==== Excerpt provided

MCN's quarterly clinical publication, Streamline, provides articles, information, and resources to frontline clinicians working with mobile underserved populations. MCN's senior staff contributes to the national conversation about migration health through regular publication in peer-reviewed journals. MCN regularly publishes op-eds and other articles to promote national dialogue on the needs of mobile and underserved populations. Recent op-eds written by MCN staff include pieces on climate change, workers' rights in regard to health, tuberculosis, pesticides, health care access for immigrants, and occupational health for migrant workers.

=== Emergency Management   ===
MCN calls for clinicians to have emergency preparedness, response, and recovery plans for all populations but especially for vulnerable populations such as immigrants, migrants, and refugees who confront additional barriers in times of emergencies and their aftermath. MCN offers access to emergency preparedness best practice resources through their website. MCN also offers assistance in creating emergency preparedness, response, and recovery plans which are focused on migrant and vulnerable populations.

Funding from the Bristol-Myers Squibb Foundation has supported MCN to support community health centers in Puerto Rico and the communities they serve in the development of community emergency preparedness plans to improve health outcomes before, during and after a disaster. MCN helps these communities adjust their emergency preparedness plans using the ‘community mobilization model’ to include measures that recognize the unique needs of vulnerable populations.

Community mobilization models encourage communities to create emergency plans that meet the needs of each household in that community, including the most vulnerable, rather than simply the majority. These emergency plans create channels of communication that address the specific capabilities and needs of community members during times of crisis.

========
==== Excerpted data

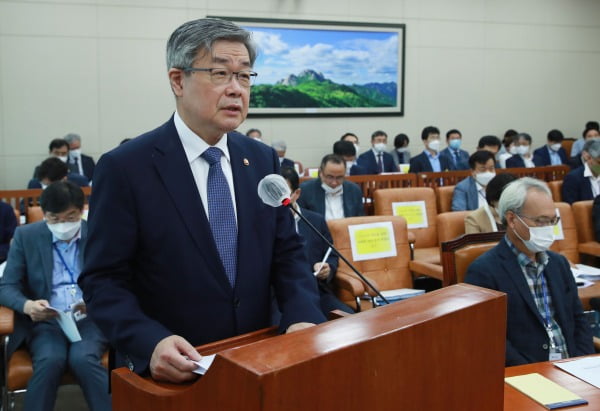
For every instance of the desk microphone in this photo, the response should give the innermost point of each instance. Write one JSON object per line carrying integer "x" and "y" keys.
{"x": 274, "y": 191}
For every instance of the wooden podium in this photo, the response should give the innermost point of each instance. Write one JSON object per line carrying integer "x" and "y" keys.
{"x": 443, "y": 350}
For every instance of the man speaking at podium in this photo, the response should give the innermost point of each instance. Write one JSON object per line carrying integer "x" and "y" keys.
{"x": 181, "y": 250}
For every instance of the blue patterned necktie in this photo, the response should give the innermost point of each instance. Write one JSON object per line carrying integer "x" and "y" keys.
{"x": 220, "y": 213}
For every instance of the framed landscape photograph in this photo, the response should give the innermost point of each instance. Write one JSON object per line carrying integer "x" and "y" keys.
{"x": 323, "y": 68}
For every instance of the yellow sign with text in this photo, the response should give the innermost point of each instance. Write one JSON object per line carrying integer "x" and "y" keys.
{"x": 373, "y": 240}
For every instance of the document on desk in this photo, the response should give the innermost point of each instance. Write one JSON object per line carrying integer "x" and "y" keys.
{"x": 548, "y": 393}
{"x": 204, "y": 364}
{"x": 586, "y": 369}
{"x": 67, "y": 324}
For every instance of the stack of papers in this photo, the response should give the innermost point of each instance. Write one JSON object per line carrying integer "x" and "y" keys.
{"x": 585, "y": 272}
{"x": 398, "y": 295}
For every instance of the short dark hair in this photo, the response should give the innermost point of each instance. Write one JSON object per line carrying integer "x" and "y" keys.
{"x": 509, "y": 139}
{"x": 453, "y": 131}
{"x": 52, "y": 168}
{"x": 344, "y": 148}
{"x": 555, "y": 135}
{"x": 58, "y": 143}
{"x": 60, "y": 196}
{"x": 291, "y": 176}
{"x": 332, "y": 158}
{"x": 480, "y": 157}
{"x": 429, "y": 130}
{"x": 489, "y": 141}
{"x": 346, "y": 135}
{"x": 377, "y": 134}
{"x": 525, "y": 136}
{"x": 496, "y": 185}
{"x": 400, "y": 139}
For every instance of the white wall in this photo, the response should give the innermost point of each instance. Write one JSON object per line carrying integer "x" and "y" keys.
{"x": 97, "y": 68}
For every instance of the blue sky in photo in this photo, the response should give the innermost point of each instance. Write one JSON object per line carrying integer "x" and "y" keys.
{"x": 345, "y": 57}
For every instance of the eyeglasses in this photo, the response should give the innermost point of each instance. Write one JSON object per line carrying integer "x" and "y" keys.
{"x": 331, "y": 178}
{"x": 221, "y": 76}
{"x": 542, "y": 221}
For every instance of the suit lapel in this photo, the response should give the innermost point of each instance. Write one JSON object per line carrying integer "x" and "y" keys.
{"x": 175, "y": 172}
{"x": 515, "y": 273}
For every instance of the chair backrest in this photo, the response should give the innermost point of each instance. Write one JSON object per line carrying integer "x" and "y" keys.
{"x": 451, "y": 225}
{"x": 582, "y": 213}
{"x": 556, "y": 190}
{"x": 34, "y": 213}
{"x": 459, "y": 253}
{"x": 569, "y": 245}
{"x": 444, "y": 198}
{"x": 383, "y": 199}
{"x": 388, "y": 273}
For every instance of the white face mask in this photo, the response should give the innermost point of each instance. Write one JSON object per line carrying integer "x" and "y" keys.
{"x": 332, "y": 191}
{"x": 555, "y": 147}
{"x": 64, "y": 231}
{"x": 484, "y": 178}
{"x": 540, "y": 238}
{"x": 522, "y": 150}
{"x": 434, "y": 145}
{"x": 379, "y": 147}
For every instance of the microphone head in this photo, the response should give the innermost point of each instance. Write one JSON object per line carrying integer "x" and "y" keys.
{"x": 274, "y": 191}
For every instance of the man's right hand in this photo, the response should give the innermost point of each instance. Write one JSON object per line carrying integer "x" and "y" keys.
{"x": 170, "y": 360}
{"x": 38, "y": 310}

========
==== Excerpted data

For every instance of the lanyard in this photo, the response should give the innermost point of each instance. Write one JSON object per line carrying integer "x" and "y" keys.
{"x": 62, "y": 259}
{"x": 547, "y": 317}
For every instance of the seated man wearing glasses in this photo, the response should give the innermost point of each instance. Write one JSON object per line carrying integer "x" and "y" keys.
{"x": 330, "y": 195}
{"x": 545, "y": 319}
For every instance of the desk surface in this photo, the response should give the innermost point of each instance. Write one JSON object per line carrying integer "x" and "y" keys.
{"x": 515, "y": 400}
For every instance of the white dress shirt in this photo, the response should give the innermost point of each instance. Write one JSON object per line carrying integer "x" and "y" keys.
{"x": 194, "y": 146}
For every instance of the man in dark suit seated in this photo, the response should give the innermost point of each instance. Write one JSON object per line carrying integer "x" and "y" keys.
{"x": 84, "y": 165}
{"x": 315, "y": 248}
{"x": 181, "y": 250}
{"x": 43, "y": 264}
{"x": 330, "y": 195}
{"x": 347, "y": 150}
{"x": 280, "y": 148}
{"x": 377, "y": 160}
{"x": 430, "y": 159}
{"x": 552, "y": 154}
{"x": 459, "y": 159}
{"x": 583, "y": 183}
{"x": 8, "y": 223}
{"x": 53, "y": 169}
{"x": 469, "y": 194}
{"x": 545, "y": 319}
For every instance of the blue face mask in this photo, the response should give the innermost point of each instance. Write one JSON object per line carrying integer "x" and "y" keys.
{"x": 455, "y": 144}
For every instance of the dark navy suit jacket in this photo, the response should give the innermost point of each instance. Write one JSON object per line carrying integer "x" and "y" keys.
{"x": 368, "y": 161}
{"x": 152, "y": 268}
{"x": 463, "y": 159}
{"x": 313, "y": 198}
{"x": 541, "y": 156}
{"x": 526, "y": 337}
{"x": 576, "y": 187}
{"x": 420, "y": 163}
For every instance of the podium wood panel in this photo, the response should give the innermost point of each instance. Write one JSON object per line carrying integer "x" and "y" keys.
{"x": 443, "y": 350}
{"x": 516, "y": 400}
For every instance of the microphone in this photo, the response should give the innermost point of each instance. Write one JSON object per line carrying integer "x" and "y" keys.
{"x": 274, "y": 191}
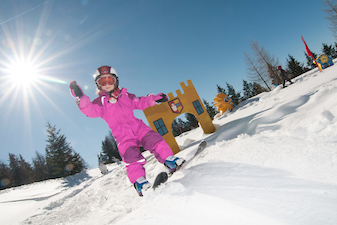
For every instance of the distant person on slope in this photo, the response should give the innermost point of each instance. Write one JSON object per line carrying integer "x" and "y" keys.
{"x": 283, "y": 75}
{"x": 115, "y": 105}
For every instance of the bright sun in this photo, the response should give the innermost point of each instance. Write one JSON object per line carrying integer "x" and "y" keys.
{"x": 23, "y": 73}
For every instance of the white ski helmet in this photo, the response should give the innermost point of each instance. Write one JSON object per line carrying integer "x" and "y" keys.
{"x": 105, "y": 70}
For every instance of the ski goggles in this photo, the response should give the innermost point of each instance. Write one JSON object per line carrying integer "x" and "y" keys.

========

In the MCN excerpt, which foundation funded MCN's work with community health centers in Puerto Rico?

The Bristol-Myers Squibb Foundation